__TEXT EXCERPT__
====================
Science is about shifting consensus (Grene, 1985; Longino,
1990). At a given point in time, scientists in a field might believe one
thing, and later, they believe something else. For this reason, persuasion is
the fuel that powers the scientific enterprise.
The conversation about best practices is our field over the
last decade is no different. It is a persuasion process: Scientists who believe
that direct replications or statistical power or preregistration will improve
the quality of our science attempt to convince scientists who do not hold this
belief to change their views. When confronted with strong evidence,
argumentation, and logic, skeptics should be willing to change their beliefs
(or else they aren’t really practicing science).
I have been persuaded about many things. Sometimes I was
persuaded when I simply learned more about a topic. Other times, I was
persuaded because I learned that my previous views were incorrect in some way.
In celebration of scientific persuasion, I thought I would
offer my own personal Top-5 power ranking. Relative to ten years ago, I have
been persuaded about the value of all of these practices. What follows is a list of the top 5 improvements in
research practices—ranked in the order that I have found them valuable for my
own research. [1]
==================
Improving my own
Research Practices: Top 5 Power Ranking
5. Use social
media for scientific conversation: It is remarkable that scholars of
all ranks can turn to social media to learn about research practices, share
their knowledge, and debate scientific issues. When I was in graduate school, debates
and critical discussions were largely confined to conferences and took place
once or twice a year. Now, these conversations happen multiple times a day,
with contributions from a diverse set of voices. In this way, social media has made
civil scientific critique and debate a normal, everyday activity.
Why not higher? I still think that editors serve
an extremely important role in curating scientific criticism and keeping the
debate focused on the substantive issues. For reasons I can’t quite fathom,
some journals are reluctant to give page space to debates about previously
published work, so naturally social media stepped in to fill this void. Nevertheless,
I would love to see journals play a larger role in post-publication peer review,
perhaps by offering something like the PNAS “letters” format.
4. Conduct
direct replications: I now
routinely build direct replications into my work. For example, if we want to
see whether an effect of Study 1 is moderated in Study 2, I might ensure that
the effect in the Study 2 control condition ALSO functions as a direct
replication of Study 1. I continue to conduct conceptual replications, of
course, but I have certainly shifted my emphasis over the past few years. I now
routinely assess the direct replicability of my findings before building on
them, especially when I’m doing something new, and I no longer assume that
other findings are directly replicable if they have only been demonstrated
once.
Why not higher? If we were to over-prioritize
direct replications, we could be at risk for enshrining particular operationalizations
in lieu of the conceptual variables we really care about. For example, in my
home topic area, many findings in the literature on stated mate preferences for
traits are directly replicable, but they have ambiguous connections to the
conceptual variables of interest: It’s very easy to replicate the finding that
men and women say they want different things in a partner, but it’s not clear
the extent to which what people SAY they want maps onto what they ACTUALLY want
when interacting with real potential partners (see this
earlier post). We should not become so focused on direct replications that
we forget to care about what our variables are actually measuring.
====================
Please repeat the passage of the research-practices text starting at "Why not higher? If" and ending at "are actually measuring.". The data that follows has no connection to the research-practices text.

__DATASET EXTRACT__
====================
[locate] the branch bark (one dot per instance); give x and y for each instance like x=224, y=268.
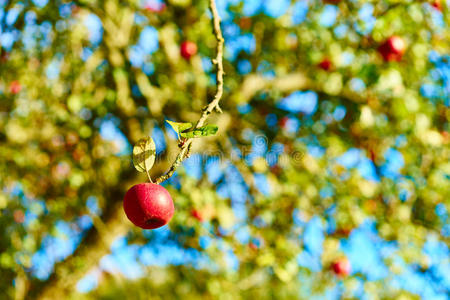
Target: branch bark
====================
__SOLUTION TO THE PROBLEM__
Why not higher? If we were to over-prioritize
direct replications, we could be at risk for enshrining particular operationalizations
in lieu of the conceptual variables we really care about. For example, in my
home topic area, many findings in the literature on stated mate preferences for
traits are directly replicable, but they have ambiguous connections to the
conceptual variables of interest: It’s very easy to replicate the finding that
men and women say they want different things in a partner, but it’s not clear
the extent to which what people SAY they want maps onto what they ACTUALLY want
when interacting with real potential partners (see this
earlier post). We should not become so focused on direct replications that
we forget to care about what our variables are actually measuring.